[Prompt] Express the data between the lines holding "Examine the image above and box every rear spare" and "[429,311,504,395]", inclusive, as a two-column CSV with the header input,output. Give each text line its own row, with that text quoted in the input field and the coordinate lines that follow it joined by spaces into one quoted output field.

* start Material supplied *

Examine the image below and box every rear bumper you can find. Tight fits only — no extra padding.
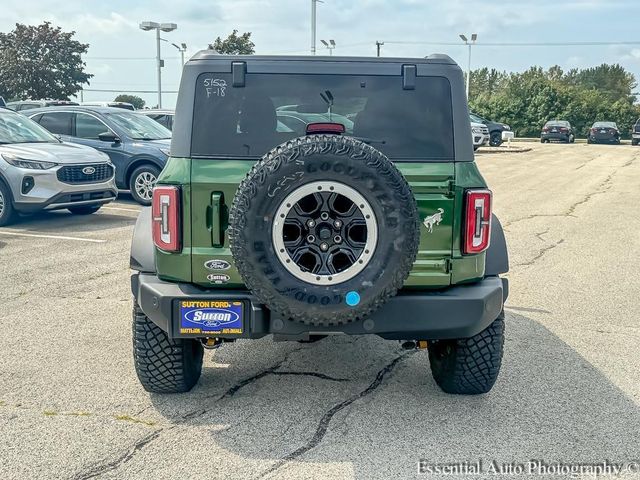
[540,132,571,142]
[131,273,508,340]
[14,188,118,213]
[589,135,620,143]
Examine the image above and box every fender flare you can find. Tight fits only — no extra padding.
[129,207,156,273]
[484,215,509,277]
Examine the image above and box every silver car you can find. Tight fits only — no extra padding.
[0,108,117,226]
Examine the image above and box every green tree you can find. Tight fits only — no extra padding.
[113,93,145,110]
[0,22,93,100]
[209,30,255,55]
[469,65,640,137]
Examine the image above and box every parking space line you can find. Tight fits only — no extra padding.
[0,230,106,243]
[102,207,140,213]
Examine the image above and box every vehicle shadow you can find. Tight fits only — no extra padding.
[6,210,138,235]
[151,312,640,479]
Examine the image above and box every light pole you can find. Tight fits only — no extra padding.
[160,38,187,68]
[320,40,336,56]
[140,22,178,108]
[460,33,478,100]
[311,0,324,55]
[171,43,187,68]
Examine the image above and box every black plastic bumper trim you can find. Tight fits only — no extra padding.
[131,273,508,340]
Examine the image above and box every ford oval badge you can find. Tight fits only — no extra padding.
[207,273,231,284]
[204,258,231,270]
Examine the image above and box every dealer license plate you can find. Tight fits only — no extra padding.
[179,300,244,336]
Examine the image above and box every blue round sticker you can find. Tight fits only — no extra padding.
[344,291,360,307]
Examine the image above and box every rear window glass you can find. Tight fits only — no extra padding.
[592,122,618,128]
[544,120,569,127]
[191,73,454,160]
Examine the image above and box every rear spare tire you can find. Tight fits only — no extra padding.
[229,135,419,326]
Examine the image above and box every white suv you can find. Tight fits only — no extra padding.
[471,122,490,150]
[0,108,118,226]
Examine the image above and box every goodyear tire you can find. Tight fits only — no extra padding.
[133,303,203,393]
[229,135,419,326]
[429,311,504,395]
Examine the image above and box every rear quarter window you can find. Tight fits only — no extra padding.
[38,112,73,135]
[191,73,454,161]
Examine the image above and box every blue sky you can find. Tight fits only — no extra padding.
[0,0,640,106]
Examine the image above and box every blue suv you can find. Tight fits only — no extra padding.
[27,106,171,205]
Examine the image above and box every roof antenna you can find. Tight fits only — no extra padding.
[320,90,333,121]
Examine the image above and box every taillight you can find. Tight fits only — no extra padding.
[463,190,491,254]
[307,122,346,135]
[151,186,181,252]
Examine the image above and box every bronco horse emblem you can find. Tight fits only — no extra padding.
[422,208,444,233]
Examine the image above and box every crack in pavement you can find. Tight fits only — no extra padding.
[502,161,632,234]
[218,347,305,400]
[271,372,351,382]
[566,174,622,215]
[502,213,577,229]
[534,228,549,242]
[73,427,166,480]
[514,238,564,267]
[258,352,415,478]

* end Material supplied *

[Result of the task]
input,output
"Examine the image above and box every rear spare tire you can find. Tight fits only — no extra padding.","[229,135,419,326]"
"Examine the image above and box every white suv you can find. Tight fits only — no extra padding.","[471,122,490,150] [0,108,118,226]"
"Examine the image above and box every goodyear tire you can find. Tight fits only — no extra padding.","[133,303,203,393] [229,135,419,326] [429,311,504,395]"